# [SET EXERCISE]
Display each line of the data below that contains the word "bird", reproducing every such line in full.

* start *

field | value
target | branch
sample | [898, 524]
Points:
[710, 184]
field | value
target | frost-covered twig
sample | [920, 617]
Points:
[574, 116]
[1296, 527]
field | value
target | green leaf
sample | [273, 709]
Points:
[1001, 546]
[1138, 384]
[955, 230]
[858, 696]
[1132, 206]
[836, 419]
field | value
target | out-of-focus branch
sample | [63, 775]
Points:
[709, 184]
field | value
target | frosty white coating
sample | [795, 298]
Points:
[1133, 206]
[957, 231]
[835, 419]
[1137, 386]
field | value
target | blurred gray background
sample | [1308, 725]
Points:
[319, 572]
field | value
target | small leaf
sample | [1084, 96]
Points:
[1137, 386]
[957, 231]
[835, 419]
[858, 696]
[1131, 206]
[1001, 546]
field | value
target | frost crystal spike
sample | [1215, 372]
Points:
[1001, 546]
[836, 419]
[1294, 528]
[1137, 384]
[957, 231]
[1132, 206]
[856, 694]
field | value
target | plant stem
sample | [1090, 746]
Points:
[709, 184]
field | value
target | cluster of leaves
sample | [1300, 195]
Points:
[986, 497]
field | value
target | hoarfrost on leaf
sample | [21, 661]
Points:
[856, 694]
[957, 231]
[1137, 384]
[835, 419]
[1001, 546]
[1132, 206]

* end *
* start *

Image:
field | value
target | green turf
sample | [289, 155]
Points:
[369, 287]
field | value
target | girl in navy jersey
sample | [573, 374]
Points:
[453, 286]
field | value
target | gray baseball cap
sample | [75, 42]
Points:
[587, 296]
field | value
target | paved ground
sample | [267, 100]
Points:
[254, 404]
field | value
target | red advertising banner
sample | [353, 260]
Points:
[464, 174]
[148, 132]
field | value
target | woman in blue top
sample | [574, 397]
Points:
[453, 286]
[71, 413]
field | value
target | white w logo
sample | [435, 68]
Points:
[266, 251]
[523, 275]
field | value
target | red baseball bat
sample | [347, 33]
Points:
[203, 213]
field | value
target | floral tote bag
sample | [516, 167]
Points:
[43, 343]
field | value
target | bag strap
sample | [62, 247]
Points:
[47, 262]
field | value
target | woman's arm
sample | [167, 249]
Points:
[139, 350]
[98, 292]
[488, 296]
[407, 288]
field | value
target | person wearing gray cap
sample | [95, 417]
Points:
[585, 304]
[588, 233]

* end *
* start *

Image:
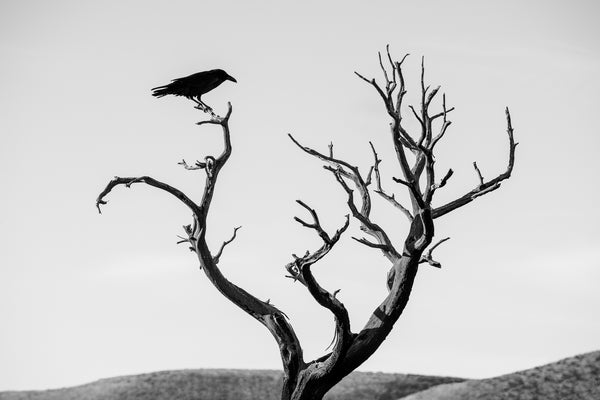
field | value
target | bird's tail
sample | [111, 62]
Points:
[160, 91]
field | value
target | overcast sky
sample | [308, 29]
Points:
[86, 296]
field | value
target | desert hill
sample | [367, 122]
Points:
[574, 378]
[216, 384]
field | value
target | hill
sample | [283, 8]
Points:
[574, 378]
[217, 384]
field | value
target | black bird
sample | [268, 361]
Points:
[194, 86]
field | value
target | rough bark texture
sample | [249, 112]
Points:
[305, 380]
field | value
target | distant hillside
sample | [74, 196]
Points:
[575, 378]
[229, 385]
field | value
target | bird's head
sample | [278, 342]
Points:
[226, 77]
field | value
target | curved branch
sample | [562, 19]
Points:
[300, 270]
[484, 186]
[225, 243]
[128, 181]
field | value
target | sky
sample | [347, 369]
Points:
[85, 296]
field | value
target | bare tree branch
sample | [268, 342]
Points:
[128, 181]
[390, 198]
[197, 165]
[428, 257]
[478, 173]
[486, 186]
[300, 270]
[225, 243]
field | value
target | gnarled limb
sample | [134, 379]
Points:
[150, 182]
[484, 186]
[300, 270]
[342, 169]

* end *

# [RESPONSE TO THE TASK]
target | bird's tail
target | black bird
target | bird's head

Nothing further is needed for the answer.